## Selected passage
▶

Best Stockfish NPS scaling yet

bob · Post by **bob** » Sat Mar 07, 2015 5:58 pm

syzygy wrote:I think the point is that the longer longer / deeper you search, the smaller the effect of inherent synchronisation / serialisation within the search algorithm becomes.

For example, with YBWC there is a clear synchronisation point as you get close to completing the search of the PV node at depth d. For a brief moment all but one thread will have run out of work and must wait for that last thread to finish. But the amount of "lost" search time due to this serialisation does not continue to grow for a single depth as the remaining depth of the tree gets bigger and bigger. In other words, the total time lost (at the PV nodes at all depths) is more or less linear with the total depth of the search tree. At the same time, the total size of the search tree grows exponentially. The ratio between time lost and time spent crunching nodes therefore goes to 0.

◀

## Problem statement
Reproduce the stretch of the Stockfish scaling post from "Best Stockfish NPS" through "search algorithm becomes.".

## Extracted data
▶

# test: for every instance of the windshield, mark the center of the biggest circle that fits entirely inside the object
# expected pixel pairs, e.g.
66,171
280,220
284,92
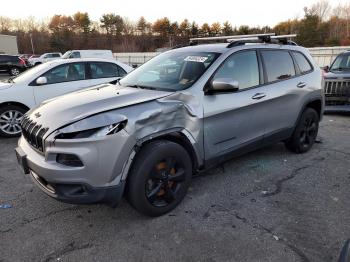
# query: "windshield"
171,71
341,63
28,74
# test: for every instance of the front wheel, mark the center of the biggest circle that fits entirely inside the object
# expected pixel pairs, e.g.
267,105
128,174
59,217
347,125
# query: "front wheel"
159,178
10,118
305,133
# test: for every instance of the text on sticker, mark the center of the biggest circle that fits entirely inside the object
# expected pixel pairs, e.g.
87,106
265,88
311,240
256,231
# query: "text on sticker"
199,59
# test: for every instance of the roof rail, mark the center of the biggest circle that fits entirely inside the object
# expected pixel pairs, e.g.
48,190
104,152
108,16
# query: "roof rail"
279,39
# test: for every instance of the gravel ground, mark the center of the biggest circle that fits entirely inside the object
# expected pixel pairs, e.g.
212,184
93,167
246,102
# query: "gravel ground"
269,205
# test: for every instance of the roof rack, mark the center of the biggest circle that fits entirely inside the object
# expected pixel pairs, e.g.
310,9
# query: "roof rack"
237,40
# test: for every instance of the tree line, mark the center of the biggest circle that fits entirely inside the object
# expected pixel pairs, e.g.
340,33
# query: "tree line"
321,25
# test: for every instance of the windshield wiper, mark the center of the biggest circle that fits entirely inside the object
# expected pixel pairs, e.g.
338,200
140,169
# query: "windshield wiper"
142,87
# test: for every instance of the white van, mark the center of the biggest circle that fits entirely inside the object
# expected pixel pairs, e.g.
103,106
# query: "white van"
106,54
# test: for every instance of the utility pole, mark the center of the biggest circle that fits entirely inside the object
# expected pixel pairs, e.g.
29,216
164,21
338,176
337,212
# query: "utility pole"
31,41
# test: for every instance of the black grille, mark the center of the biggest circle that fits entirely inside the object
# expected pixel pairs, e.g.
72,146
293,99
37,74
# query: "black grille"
33,133
337,92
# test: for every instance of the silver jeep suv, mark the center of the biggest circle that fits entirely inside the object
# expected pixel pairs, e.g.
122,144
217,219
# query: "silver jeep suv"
180,113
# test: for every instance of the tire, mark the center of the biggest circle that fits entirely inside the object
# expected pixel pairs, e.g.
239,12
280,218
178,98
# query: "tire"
159,178
305,133
10,116
14,71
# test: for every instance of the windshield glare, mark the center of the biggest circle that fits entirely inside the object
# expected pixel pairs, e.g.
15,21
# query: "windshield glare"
342,62
171,71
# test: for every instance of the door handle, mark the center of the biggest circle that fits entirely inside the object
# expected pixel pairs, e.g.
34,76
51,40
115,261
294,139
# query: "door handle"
258,96
301,84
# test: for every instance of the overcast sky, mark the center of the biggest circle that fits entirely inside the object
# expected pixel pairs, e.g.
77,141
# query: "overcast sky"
238,12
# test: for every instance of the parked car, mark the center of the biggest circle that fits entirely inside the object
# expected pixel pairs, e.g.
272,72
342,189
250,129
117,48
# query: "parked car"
34,61
12,64
49,80
25,57
106,54
180,113
337,84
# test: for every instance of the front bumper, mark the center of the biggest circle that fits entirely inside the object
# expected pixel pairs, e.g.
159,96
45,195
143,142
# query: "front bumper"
98,180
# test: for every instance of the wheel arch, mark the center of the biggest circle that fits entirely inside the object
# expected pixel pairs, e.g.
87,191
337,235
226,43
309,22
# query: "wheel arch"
315,104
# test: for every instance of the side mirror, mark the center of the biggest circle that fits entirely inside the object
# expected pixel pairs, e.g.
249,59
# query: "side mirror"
224,85
325,68
41,81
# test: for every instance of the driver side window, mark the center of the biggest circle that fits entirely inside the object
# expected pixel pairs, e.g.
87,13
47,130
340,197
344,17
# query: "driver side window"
66,73
242,67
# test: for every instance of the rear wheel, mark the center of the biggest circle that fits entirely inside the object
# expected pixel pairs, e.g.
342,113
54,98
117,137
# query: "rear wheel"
159,178
10,118
305,133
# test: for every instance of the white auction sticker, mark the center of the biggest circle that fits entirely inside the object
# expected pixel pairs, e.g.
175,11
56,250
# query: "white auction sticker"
199,59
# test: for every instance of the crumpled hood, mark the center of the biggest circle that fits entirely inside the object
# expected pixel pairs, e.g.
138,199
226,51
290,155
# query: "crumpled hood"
337,75
4,85
70,108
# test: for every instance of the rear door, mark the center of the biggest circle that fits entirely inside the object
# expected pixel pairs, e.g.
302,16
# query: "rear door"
235,120
104,72
284,92
62,79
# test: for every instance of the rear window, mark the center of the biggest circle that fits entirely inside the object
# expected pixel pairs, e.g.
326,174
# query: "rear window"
278,64
303,63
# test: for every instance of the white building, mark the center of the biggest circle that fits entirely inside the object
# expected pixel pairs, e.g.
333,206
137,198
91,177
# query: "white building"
8,45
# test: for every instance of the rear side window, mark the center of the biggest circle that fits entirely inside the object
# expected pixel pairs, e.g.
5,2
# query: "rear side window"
103,70
278,65
242,67
303,63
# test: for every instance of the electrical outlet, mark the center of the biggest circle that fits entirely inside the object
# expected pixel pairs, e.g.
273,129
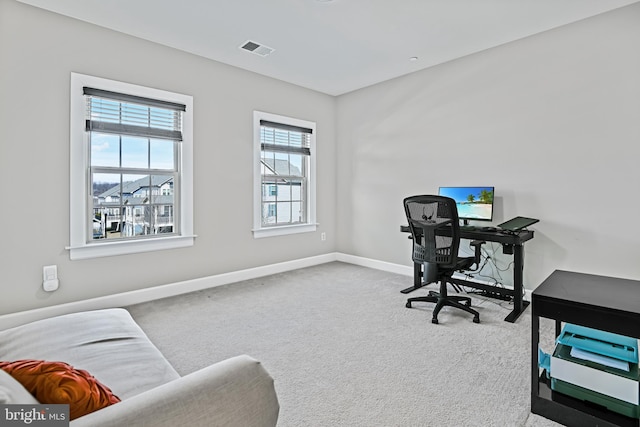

◀

## Exercise answer
Best Stockfish NPS scaling yet

bob · Post by **bob** » Sat Mar 07, 2015 5:58 pm

syzygy wrote:I think the point is that the longer longer / deeper you search, the smaller the effect of inherent synchronisation / serialisation within the search algorithm becomes.